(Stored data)

--------

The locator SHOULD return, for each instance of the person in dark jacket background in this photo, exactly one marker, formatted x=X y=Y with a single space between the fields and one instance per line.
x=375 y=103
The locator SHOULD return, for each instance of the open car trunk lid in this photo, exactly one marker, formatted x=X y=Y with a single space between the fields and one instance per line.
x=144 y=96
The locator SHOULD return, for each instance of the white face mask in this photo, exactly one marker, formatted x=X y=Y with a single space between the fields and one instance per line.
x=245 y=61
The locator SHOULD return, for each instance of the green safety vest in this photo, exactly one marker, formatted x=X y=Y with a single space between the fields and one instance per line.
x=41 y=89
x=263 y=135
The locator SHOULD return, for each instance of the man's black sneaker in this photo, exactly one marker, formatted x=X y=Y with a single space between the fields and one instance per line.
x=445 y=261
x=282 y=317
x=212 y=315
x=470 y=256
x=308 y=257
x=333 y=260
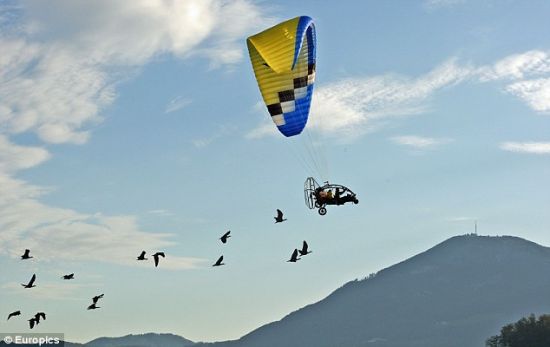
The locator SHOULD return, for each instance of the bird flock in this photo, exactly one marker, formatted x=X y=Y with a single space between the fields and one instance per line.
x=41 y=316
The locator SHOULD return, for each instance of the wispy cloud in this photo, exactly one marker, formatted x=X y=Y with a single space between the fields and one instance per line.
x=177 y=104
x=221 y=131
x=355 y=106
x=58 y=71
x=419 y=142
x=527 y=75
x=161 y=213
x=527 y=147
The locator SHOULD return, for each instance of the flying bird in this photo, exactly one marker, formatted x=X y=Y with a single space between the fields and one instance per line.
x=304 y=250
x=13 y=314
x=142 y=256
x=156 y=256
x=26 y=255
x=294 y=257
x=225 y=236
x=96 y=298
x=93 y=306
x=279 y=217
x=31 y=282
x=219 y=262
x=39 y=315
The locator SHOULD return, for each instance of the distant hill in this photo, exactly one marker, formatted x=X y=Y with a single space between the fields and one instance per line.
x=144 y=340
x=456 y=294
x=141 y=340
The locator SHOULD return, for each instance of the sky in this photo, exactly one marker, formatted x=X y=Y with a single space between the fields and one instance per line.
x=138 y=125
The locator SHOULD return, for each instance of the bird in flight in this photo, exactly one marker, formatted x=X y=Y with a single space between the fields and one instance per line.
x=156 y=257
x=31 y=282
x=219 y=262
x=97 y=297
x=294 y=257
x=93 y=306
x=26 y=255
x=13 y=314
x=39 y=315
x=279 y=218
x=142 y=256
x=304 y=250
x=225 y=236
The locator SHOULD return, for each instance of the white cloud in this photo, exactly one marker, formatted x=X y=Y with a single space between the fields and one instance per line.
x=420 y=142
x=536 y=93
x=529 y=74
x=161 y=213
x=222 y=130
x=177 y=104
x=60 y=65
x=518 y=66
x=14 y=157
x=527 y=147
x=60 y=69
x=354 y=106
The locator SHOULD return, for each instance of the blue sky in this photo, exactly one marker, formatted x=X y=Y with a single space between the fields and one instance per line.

--------

— Written instruction —
Using the data above, write out every line exactly, leaving the images behind.

— Solution for this problem —
The locator SHOULD return, for each instance of the person in dark jacket background in this photo, exactly one marker, formatted x=X y=Y with a single space between the fields and one instance per line.
x=375 y=103
The locator SHOULD return, for each instance of the open car trunk lid in this photo, exactly one marker, formatted x=X y=Y with a single space between the fields and one instance per line.
x=144 y=96
The locator SHOULD return, for each instance of the white face mask in this photo, exactly one marker, formatted x=X y=Y with a single space between the fields and one instance per line.
x=245 y=61
The locator SHOULD return, for each instance of the green safety vest in this photo, exactly one marker, formatted x=X y=Y with a single space between the fields and one instance per line.
x=41 y=89
x=263 y=135
The locator SHOULD return, for each instance of the man's black sneaker in this photo, exactly one marker, formatted x=X y=Y with a single space between the fields and one instance per line.
x=445 y=261
x=282 y=317
x=212 y=315
x=470 y=256
x=308 y=257
x=333 y=260
The locator SHOULD return, for each instance of the bird flock in this photo, exactly one marker, formatted x=X y=Y with a single space between the fields and one instance per line.
x=41 y=316
The locator SHOULD return, for each instance of the wispy cloud in this photo, exactly one marker, formatted x=X y=Y with a single space between the fields and one instance per line.
x=177 y=104
x=221 y=131
x=355 y=106
x=58 y=71
x=419 y=142
x=527 y=75
x=161 y=213
x=527 y=147
The locator SHOULD return, for each instance of the flying bird in this photo, exactly one marker, formatted x=X y=Y with a single space between the fields and one instance per line.
x=304 y=250
x=13 y=314
x=142 y=256
x=156 y=256
x=26 y=255
x=294 y=257
x=225 y=236
x=96 y=298
x=93 y=306
x=279 y=217
x=31 y=282
x=219 y=262
x=39 y=315
The locator SHOULD return, for each instance of the distant hill in this photo, exactly one marker, formatted x=X y=Y with a single space between the fields and one instance per line.
x=144 y=340
x=456 y=294
x=141 y=340
The locator SHOULD return, for each instance of the sky in this photo, exactly one marker, formatted x=X y=Y with a single space between the fields and one instance per line.
x=138 y=125
The locator SHOULD return, for each instance of the bird in flight in this photo, exactly one marker, formatted x=X y=Y with a single space between the fields and one instance per line.
x=156 y=257
x=31 y=282
x=219 y=262
x=97 y=297
x=294 y=257
x=93 y=306
x=26 y=255
x=13 y=314
x=39 y=315
x=279 y=218
x=142 y=256
x=304 y=250
x=225 y=236
The locator SHOULD return, for each instance of the white cloud in this photo, exactly one marker, formatted x=X y=Y with a single space between the fields and one instance per line.
x=420 y=142
x=536 y=93
x=529 y=74
x=161 y=213
x=222 y=130
x=177 y=104
x=60 y=65
x=518 y=66
x=14 y=157
x=527 y=147
x=60 y=69
x=354 y=106
The locator SHOULD return, for each instance of the blue sky in this photo, exactly one marker, formatted x=X y=Y with a single space between the fields and one instance per line.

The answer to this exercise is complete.